When it comes to talent management, one approach for building scale is to encourage schools to emulate "best practices." Given the appealing simplicity of this tactic ("figure out what works, then repeat"), it is no surprise that this recipe has attracted interest. The problem is that such an approach requires that key human resources practices be explicitly identified and faithfully imitated by other school systems. Unfortunately, efforts to distinguish and then duplicate effective organizational practices over the past quarter-century, from Ron Edmonds's "effective schools" research[2] forward, have an uneven track record. More generally, attempts to succeed by mimicking successful organizations have been, more often than not, unsuccessful, both in the public and private sectors.[3]

Growing Smart

A more promising course to help successful new ventures grow effectively is to reconsider, and appropriately retool, the factors that fueled early success. While there are lessons here for traditional K-12 districts, our explicit focus is on how nontraditional educational entrepreneurs can help themselves "grow smart."

A strong sense of mission can become hubris if left unchecked, leading to insular networks with homogenous talent and ideas.

Smart growth begins with smart organizing. Thus far, organizations embracing tightly knit "clan models" have enjoyed more success than corporate models or loosely coupled cooperative models.[4] The clan model benefits from intense employee commitment, strong organizational culture, and superb quality control.

════

=== Work to complete ===
- A) Please answer these questions using the excerpt on school talent management:
(i) Whose research is named as an early effort to distinguish and duplicate effective organizational practices?
(ii) What can a strong sense of mission become if left unchecked?
(iii) Which kind of organization has enjoyed more success than corporate models or loosely coupled cooperative models?
- B) Return the part of the excerpt on school talent management from "Smart growth begins" up to and including "superb quality control.", copied word for word.
The data that comes next is separate material and not part of the excerpt on school talent management.

════

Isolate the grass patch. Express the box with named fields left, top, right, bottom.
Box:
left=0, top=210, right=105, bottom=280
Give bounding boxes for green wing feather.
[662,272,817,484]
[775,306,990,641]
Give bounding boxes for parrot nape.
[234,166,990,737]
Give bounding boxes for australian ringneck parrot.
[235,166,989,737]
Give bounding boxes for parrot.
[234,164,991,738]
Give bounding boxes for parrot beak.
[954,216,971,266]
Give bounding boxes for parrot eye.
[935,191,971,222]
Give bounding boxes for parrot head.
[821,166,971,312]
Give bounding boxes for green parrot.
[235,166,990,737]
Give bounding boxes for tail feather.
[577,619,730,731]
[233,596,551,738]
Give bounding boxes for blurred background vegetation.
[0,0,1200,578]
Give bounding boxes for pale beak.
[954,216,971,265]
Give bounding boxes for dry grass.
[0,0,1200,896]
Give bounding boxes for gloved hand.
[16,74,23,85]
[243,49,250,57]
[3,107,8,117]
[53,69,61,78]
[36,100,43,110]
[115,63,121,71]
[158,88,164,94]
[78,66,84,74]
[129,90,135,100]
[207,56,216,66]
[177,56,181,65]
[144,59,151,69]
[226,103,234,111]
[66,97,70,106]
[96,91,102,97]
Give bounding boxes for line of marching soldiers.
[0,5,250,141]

════

=== Task responses ===
- A)
(i) Ron Edmonds's "effective schools" research.
(ii) Hubris, leading to insular networks with homogenous talent and ideas.
(iii) Organizations embracing tightly knit "clan models."

- B)
Smart growth begins with smart organizing. Thus far, organizations embracing tightly knit "clan models" have enjoyed more success than corporate models or loosely coupled cooperative models.[4] The clan model benefits from intense employee commitment, strong organizational culture, and superb quality control.